→ What you need to do
Pick out every line in the entries below that contains the string "palm", and copy each of those lines.

Records from a point labeling set:

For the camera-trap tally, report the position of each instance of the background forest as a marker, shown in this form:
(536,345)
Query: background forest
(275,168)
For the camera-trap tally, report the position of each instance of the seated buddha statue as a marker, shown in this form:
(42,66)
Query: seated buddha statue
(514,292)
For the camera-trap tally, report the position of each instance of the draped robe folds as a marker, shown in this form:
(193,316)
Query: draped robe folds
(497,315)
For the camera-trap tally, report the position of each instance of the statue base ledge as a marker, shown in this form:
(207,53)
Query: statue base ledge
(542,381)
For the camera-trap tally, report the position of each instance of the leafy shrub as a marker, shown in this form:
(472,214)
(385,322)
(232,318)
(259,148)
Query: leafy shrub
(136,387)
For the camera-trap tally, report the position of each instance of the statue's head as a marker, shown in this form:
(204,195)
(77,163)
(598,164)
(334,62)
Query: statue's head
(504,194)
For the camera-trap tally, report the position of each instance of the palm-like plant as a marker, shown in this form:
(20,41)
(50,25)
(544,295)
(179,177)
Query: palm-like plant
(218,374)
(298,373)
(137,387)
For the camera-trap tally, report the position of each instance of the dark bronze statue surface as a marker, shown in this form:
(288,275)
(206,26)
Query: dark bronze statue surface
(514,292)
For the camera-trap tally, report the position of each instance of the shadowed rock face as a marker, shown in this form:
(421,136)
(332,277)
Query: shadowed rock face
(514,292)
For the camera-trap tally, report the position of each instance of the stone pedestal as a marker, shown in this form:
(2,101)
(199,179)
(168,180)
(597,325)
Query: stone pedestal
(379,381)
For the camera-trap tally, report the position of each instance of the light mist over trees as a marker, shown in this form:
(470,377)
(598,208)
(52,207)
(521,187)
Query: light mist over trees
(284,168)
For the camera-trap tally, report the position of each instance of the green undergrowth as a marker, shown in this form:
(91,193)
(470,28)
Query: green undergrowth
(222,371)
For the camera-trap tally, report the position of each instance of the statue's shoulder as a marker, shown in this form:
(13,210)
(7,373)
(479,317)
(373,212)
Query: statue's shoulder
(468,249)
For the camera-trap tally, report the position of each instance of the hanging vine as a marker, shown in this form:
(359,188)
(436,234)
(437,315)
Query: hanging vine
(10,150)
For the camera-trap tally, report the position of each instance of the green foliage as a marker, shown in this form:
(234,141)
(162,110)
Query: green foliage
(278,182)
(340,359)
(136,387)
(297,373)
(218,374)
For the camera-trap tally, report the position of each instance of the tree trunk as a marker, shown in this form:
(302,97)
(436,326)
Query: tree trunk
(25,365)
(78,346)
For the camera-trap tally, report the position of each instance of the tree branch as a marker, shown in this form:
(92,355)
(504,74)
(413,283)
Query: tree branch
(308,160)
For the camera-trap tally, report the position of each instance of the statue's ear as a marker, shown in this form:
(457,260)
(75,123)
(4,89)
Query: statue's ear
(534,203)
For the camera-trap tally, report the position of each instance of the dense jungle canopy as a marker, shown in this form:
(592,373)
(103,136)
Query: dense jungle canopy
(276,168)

* * *

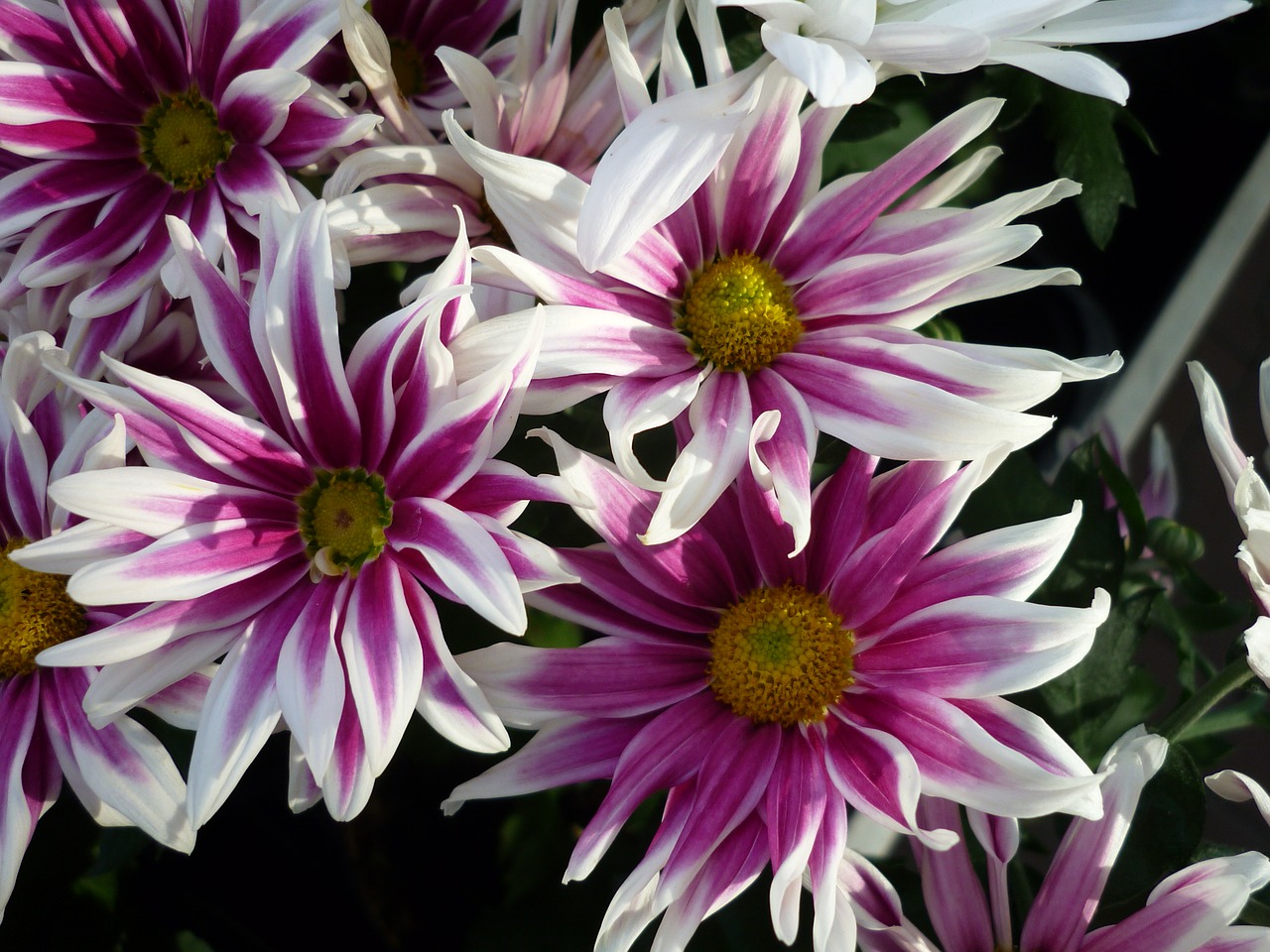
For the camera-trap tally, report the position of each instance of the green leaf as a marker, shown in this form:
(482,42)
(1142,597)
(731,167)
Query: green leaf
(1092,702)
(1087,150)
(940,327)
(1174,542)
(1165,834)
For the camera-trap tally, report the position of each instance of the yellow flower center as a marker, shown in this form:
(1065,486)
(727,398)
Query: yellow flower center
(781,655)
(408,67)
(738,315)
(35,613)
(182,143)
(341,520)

==

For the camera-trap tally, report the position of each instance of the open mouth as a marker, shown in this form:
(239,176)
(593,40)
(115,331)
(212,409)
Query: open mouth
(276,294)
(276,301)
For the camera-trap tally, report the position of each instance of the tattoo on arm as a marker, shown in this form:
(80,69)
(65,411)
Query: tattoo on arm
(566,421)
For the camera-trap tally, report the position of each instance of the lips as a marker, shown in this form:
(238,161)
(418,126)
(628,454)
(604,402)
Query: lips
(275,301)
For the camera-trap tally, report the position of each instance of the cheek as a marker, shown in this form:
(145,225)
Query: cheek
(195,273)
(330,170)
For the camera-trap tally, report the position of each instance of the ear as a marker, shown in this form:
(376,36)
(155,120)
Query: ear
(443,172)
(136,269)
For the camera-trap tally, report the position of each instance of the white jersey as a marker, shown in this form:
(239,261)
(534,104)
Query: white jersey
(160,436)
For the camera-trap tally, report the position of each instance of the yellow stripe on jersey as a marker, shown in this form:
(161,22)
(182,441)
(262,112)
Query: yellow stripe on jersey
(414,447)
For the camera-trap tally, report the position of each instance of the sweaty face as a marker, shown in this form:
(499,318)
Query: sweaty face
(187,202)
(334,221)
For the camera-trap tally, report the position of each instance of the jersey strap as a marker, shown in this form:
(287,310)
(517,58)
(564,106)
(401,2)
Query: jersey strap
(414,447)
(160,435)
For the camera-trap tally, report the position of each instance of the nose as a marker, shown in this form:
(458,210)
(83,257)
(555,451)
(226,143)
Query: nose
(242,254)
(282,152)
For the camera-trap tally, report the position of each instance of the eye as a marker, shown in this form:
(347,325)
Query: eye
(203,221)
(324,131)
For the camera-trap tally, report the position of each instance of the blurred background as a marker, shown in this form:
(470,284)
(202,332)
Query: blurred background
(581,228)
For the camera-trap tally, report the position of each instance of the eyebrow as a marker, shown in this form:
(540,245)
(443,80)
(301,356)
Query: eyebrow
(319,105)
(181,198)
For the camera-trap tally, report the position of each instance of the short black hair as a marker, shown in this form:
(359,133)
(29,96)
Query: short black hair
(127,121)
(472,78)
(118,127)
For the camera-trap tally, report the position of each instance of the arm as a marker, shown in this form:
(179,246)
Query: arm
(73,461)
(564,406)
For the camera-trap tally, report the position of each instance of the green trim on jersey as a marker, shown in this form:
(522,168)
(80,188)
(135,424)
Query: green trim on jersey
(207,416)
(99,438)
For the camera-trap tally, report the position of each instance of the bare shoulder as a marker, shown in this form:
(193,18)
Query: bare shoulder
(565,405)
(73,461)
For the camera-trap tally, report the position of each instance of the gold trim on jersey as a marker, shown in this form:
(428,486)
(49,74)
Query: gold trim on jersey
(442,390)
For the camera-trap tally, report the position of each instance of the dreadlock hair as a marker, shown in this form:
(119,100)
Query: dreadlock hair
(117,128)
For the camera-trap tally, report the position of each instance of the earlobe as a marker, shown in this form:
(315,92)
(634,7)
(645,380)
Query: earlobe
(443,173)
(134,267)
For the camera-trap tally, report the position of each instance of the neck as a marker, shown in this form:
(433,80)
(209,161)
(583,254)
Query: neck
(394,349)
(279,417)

→ Exercise result
For the camera-trap tally, report the position of each instance of the palm-like plant as a marker, shown in this form:
Query: palm-like plant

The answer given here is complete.